Cas would never hurt anyone the way that Dr Bonham was hurting those other vampires.
PAPERS MOVE
I read the other notes Neige found. The ones about the vampires are. Ugh. I don’t. They’re awful. As bad as the first. One’s a little bit easier as a read because she dies before they decide to try haemapheresis on her. The other guy lived three days into stage three. It doesn’t describe what stage three is.
I’ve tried to look up what haemapheresis actually is, but according to the internet, it doesn’t exist. There’s plasmapheresis, where they take plasma out of the body, remove antibodies, to treat autoimmune disorders. I’ve heard about that. Not used very widely, popular in Japan for some conditions, but overall, a bit of obscura. Haema as in greek for blood, apheresis as in greek for ‘take from’, so. Take blood from. Only ‘apheresis’ is mostly used to mean taking blood from a donor so it can be separated into its components, you know, like platelets, plasma, so on.
Sorry, I’m just.
ALFIE RUNS A HAND OVER HIS FACE, BREATHING THROUGH HIS FINGERS
It’s been a long day.
Stage one of haemapheresis is um, ‘exsanguination and salination’, according to the chart for Subject 105. Exsanguination is draining the blood, and salination. Well, usually it means adding salt to stuff but here I think they’re talking about adding saline. I’m assuming so anyway. Like they’re draining vampires of the blood and filling them up with fucking saline solution.

◆ Work request A
From the text on haemapheresis, extract the passage starting at "I’ve tried to" and ending at "Sorry, I’m just.".
◆ Work request B
Shorten the paragraph of the text on haemapheresis that begins "I’ve tried to look up what haemapheresis actually is" while keeping its main facts.
Rely only on the text on haemapheresis.

◆ Dataset extract
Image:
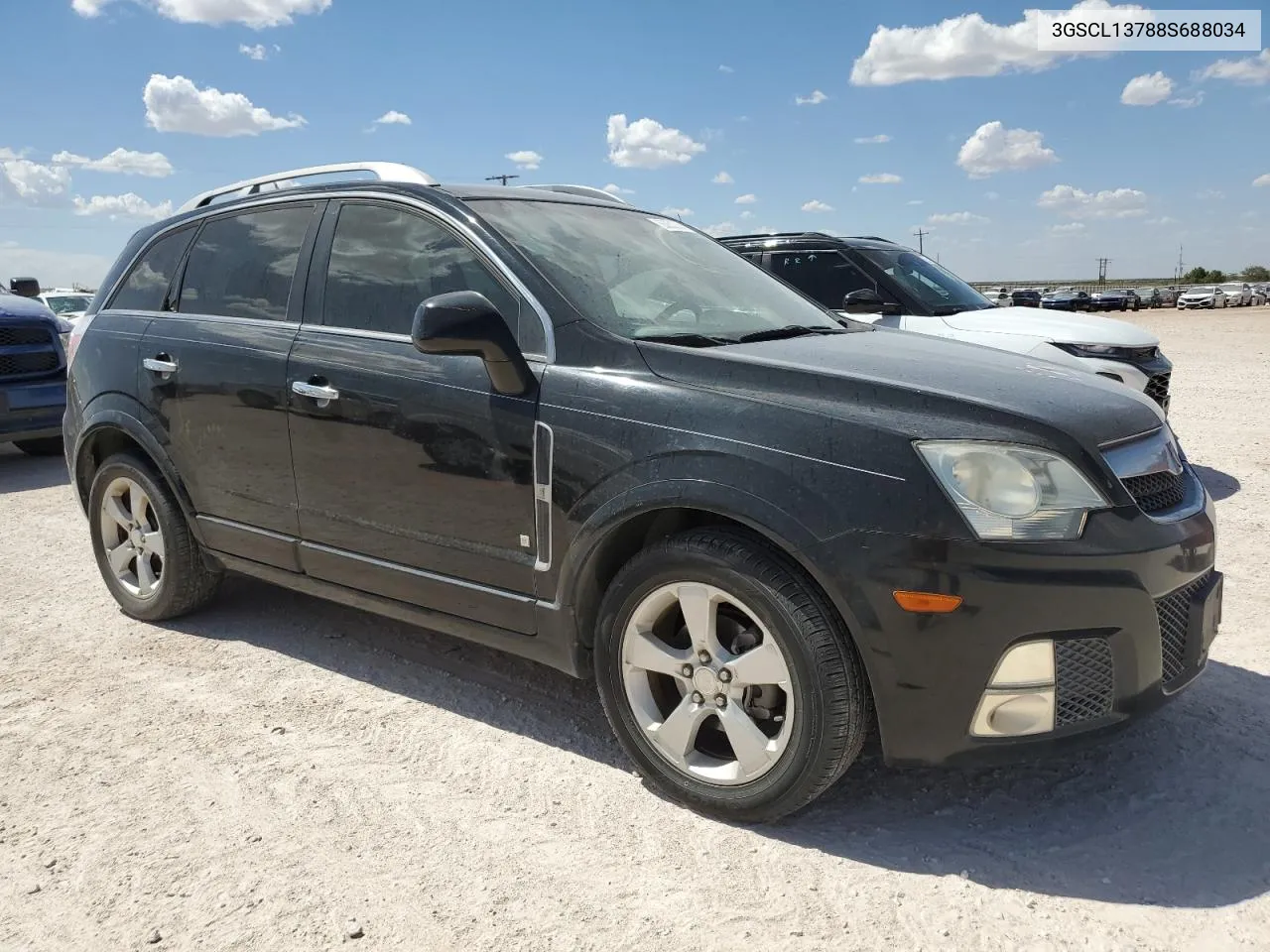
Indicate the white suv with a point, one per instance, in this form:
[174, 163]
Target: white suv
[876, 281]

◆ Expected answer A
I’ve tried to look up what haemapheresis actually is, but according to the internet, it doesn’t exist. There’s plasmapheresis, where they take plasma out of the body, remove antibodies, to treat autoimmune disorders. I’ve heard about that. Not used very widely, popular in Japan for some conditions, but overall, a bit of obscura. Haema as in greek for blood, apheresis as in greek for ‘take from’, so. Take blood from. Only ‘apheresis’ is mostly used to mean taking blood from a donor so it can be separated into its components, you know, like platelets, plasma, so on.
Sorry, I’m just.

◆ Expected answer B
I searched online for haemapheresis and found that it doesn't exist. Plasmapheresis does: plasma is taken out of the body and antibodies are removed to treat autoimmune disorders. It isn't widely used, though it's popular in Japan for some conditions. "Haema" is Greek for blood and "apheresis" Greek for "take from," so the word means "take blood from." But "apheresis" mostly refers to taking blood from a donor to separate it into components such as platelets and plasma.